Exercise brief = In the Van Dale feedback text, copy the part that starts with the words "Feedback on Limited" and ends with "through web scraping.", replacing "dictionaries" with "lexicons".

Excerpt =

Feedback on Limited Access to Essential Language Resources

What is being discussed:

Van Dale Dictionary: Key Points

  • Authoritative Source : Van Dale is a leading publisher of dictionaries in the Netherlands and Belgium.

  • Multiple Formats: Van Dale dictionaries come in various formats, including print, online versions, and apps.

  • Licensed Content: The full text of the Van Dale dictionary is typically a licensed product and not freely available on the web, meaning it’s not generally accessible through web scraping.

  • Full-Text Searchable: The online professional version of Van Dale is full-text searchable, implying that the entire text of the dictionary is digitized.

  • Not Primarily Public: Although some content may be present on public university library sites, it’s typically behind a paywall or restricted access.

That a Van Dale dictionary is a book in its primary form does not mean that it is or is not part of the training corpus, as OpenAI has taken liberally from all sorts of media to make training data. This also has public-domain editions by publication date. You cannot trust an AI that says it “currently only has access to the free version”.

The most important part is to understand that one single book does not make the AI speak Dutch or then be able to “look it up”. The AI knowledge is a massive amount of training on terabytes of data. Things like being able to tell you synonyms and translations are part of a holistic world understanding.

[Records excerpted from a collection]
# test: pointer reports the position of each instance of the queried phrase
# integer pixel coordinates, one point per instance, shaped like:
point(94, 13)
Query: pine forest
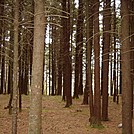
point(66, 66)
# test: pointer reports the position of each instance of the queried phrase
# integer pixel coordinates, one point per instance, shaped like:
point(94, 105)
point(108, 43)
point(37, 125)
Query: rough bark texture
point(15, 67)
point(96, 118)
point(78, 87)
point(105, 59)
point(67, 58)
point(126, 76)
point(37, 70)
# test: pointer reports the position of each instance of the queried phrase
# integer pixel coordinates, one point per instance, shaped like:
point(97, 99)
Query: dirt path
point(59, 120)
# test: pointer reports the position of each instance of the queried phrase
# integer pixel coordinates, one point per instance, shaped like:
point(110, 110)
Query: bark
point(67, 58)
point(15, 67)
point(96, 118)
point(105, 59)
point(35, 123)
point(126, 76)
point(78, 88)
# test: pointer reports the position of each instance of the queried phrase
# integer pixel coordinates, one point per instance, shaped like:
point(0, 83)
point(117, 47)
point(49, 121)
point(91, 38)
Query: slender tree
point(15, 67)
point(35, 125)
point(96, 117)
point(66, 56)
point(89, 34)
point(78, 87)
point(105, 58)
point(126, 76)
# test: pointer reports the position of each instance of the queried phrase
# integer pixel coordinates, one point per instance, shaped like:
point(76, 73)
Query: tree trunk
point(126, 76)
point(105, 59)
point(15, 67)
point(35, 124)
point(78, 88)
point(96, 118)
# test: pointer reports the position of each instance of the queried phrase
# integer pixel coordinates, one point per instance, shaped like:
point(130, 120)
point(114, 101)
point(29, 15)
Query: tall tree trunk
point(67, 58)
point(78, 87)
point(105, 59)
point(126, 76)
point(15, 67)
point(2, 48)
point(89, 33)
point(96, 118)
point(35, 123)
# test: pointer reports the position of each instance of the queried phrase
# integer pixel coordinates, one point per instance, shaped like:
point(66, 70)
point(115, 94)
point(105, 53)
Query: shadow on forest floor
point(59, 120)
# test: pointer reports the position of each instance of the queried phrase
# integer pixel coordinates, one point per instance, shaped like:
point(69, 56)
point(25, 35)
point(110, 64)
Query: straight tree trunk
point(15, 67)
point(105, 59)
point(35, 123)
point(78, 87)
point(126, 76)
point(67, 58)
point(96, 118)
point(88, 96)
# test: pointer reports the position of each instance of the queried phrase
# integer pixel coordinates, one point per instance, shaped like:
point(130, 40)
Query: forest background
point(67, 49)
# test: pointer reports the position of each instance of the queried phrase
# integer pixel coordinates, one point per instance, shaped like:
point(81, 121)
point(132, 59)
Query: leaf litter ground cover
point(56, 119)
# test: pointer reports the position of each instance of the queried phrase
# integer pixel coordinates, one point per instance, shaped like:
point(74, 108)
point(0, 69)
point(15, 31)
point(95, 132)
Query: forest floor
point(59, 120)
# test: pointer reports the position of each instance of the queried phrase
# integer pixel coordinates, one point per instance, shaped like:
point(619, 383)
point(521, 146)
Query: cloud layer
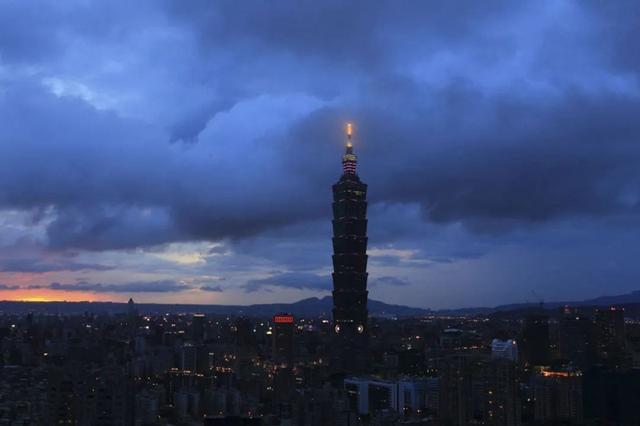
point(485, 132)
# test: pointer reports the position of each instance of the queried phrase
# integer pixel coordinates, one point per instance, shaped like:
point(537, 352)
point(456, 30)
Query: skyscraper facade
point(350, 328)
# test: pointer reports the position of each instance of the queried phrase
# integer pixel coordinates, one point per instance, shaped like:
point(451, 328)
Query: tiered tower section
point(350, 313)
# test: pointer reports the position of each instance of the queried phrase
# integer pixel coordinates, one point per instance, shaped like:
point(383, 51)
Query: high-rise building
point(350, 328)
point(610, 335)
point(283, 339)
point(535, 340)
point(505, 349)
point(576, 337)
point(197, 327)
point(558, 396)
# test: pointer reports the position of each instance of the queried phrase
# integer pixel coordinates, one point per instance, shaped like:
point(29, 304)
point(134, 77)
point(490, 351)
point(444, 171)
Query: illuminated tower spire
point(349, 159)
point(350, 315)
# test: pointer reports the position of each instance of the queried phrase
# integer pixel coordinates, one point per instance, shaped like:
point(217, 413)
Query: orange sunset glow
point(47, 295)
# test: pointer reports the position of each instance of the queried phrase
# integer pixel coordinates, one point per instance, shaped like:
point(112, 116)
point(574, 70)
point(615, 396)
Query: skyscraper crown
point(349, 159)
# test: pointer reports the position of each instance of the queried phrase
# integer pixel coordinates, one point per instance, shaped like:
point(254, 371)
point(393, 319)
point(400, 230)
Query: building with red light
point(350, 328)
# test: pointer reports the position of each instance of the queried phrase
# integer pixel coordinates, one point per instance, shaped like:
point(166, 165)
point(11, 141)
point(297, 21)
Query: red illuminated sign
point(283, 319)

Answer box =
Feedback on Limited Access to Essential Language Resources

What is being discussed:

Van Dale Dictionary: Key Points

  • Authoritative Source : Van Dale is a leading publisher of lexicons in the Netherlands and Belgium.

  • Multiple Formats: Van Dale lexicons come in various formats, including print, online versions, and apps.

  • Licensed Content: The full text of the Van Dale dictionary is typically a licensed product and not freely available on the web, meaning it’s not generally accessible through web scraping.